Start of Excerpted passage

Does the Orange Order face 'total bigotry' in the North?
Published 07/07/2014 | 20:24
"A few years ago, there were a few slogans painted on the road. IRA stuff. They used cheap paint and drove straight through it after they’d finished. Jesus, they made some mess. You could barely make it out. I’d say the car was in a wild state," says Jamie Timoney.
Standing outside the Sandhouse Hotel on a break from a bar shift, Jamie is recalling the rare, feckless protests to the Orange Order’s annual march in Rossnowlagh, County Donegal.
Held the weekend before the twelfth of July marches across Northern Ireland, the event is the Order’s only parade in the Republic.
Rossnowlagh is a small village comprising a handful of hotels, bars and B&Bs, a surf club and school, and Belall strand.
Throughout summer, German estate cars and 4x4s with northern registration plates sit outside holiday homes dormant most of the year. Surf schools from the village and nearby Bundoran bring busloads of tourists to the beach for lessons.
At half-twelve, Orangemen and marching bands congregate at Rossnowlagh Presbyterian church. They then make the short procession through the village, on their way to a field hosting a small stage and fast-food vendors.
On their left, the marchers are flanked by stalls flying Union Jacks and selling goods commemorating the 2011 royal wedding. On their right, children ride the waltzers at Mohan's Funfair, and elderly couples sit outside camper vans in fields turned into car parks for the weekend.
The Orangemen carry flags bearing the insignias of lodges in Donegal, Leitrim, Ballymoney and elsewhere. Pipe and flute bands affiliated with the lodges play traditional marching songs such as Derry’s Walls and The Sash my Father Wore.
Sam Walker of Rathfriland Orange Lodge is marching in Rossnowlagh for the 23rd time. He’s Deputy County Grandmaster of Co. Down, a title he came to hold through "being stupid," and "not knowing when to say no," he jokes.
He says the Orange Order "means everything" to its members: "It’s part of our heritage, our culture, and our beliefs. Particularly our beliefs, because we stand very firmly for the reformed faith."
He says the parade in Rossnowlagh is a "relaxing" one, and that locals are always hospitable. "Most of us here today are from a rural background. We know what it is to live with our neighbour, and depend on our neighbour if anything goes wrong. We don’t question each other and we’re tolerant of each other."
In the North, the Parades Commission has ruled that an Orange march is not to pass the nationalist Ardoyne neighbourhood in Belfast, the scene of both loyalist and nationalist rioting in recent years. The decision has led to unionist political representatives leaving all-party talks being held in Stormont dealing with parades, the flying of flags, and the province’s violent past.
"It’s just bigotry," according to Tommy Anderson of Maghaberry True Blues Loyal Orange Lodge. "It’s people that are anti-our heritage and culture who cause the trouble," he sighs.
Uncrossing his arms to reveal forearms decorated with tattoos of the Glasgow Rangers and Linfield F.C. crests, he illustrates the Orange Order’s proposed route up the Crumlin Road.

End of Excerpted passage

#### Stated exercise 1:
Please reproduce the records verbatim, from the line containing "[mark] the large" up to and including the last line of the records.

Start of Supplied records

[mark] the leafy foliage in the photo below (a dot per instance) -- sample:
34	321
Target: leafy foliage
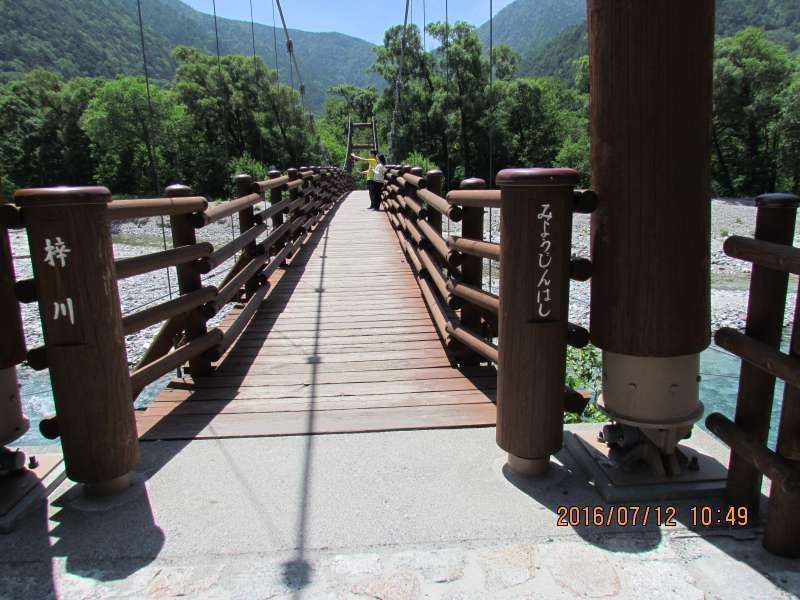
585	373
94	129
101	38
755	132
447	106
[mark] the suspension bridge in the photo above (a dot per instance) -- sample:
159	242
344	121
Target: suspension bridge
333	319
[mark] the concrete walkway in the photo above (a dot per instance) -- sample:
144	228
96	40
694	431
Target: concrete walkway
410	514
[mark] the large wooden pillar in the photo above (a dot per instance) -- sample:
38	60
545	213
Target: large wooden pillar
651	68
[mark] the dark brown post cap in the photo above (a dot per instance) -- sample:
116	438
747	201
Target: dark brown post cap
777	201
473	183
62	195
178	190
537	177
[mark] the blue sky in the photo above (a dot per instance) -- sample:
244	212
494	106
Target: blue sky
367	20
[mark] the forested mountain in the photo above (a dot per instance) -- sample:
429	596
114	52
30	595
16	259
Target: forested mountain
528	27
101	38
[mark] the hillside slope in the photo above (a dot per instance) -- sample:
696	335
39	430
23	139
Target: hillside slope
527	25
552	55
101	38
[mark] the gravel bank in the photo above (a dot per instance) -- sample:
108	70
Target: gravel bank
730	277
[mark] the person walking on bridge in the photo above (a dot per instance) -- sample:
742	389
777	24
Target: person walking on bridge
372	162
378	174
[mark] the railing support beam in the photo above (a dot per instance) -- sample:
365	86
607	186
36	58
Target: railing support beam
73	263
535	225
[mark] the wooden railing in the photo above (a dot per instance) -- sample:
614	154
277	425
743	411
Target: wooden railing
773	258
529	317
75	285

End of Supplied records

#### Stated exercise 2:
Answer these questions from the article on the Orange Order's Rossnowlagh march, one a line:
(a) In which village and county does the Order hold its only parade in the Republic?
(b) How many times has Sam Walker marched in Rossnowlagh, counting this one?
(c) Which Belfast neighborhood has the Parades Commission ruled an Orange march is not to pass?

#### Response 1:
[mark] the large wooden pillar in the photo above (a dot per instance) -- sample:
38	60
545	213
Target: large wooden pillar
651	68
[mark] the dark brown post cap in the photo above (a dot per instance) -- sample:
116	438
747	201
Target: dark brown post cap
777	201
473	183
62	195
178	190
537	177
[mark] the blue sky in the photo above (a dot per instance) -- sample:
244	212
494	106
Target: blue sky
367	20
[mark] the forested mountain in the photo above (a dot per instance) -- sample:
429	596
114	52
30	595
16	259
Target: forested mountain
528	27
101	38
[mark] the hillside slope in the photo above (a dot per instance) -- sample:
696	335
39	430
23	139
Target: hillside slope
527	25
552	55
101	38
[mark] the gravel bank in the photo above (a dot per instance) -- sample:
108	70
Target: gravel bank
730	277
[mark] the person walking on bridge in the photo above (a dot per instance) -- sample:
742	389
777	24
Target: person walking on bridge
372	162
378	174
[mark] the railing support beam in the photo above (a dot per instance) -- sample:
365	86
607	186
36	58
Target: railing support beam
73	263
535	225
[mark] the wooden railing in the photo above (a dot per instance) -- sample:
614	154
277	425
743	411
Target: wooden railing
773	258
529	317
75	285

#### Response 2:
(a) Rossnowlagh, County Donegal
(b) 23 times
(c) Ardoyne